Convert each line of the entries below into a JSON list of strings, one string per line, omitting blank lines and leaving out the pictures.

- DATA FOR THE TASK
■ ■ ■

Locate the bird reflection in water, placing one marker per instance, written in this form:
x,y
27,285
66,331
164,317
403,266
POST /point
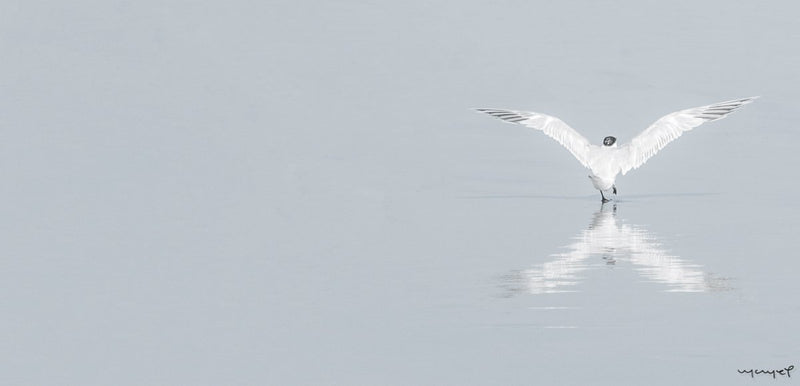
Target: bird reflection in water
x,y
608,243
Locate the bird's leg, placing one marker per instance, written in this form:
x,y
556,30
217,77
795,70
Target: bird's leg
x,y
605,200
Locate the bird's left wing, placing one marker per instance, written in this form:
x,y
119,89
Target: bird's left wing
x,y
668,128
555,128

■ ■ ■

- EXERCISE RESPONSE
[
  "Locate the bird reflection in water, placing one marker per instance, written in this form:",
  "x,y",
  "27,285",
  "66,331",
  "164,317",
  "403,266",
  "POST /point",
  "Target: bird reflection in water",
  "x,y",
  "608,243",
  "Locate the bird's leg, placing one marker per instance, written in this form:",
  "x,y",
  "556,30",
  "217,77",
  "795,70",
  "Target: bird's leg",
  "x,y",
  "605,200",
  "Locate the bird's left wing, placing one marker per instance, written in this form:",
  "x,y",
  "119,89",
  "Target: bird's left wing",
  "x,y",
  "668,128",
  "555,128"
]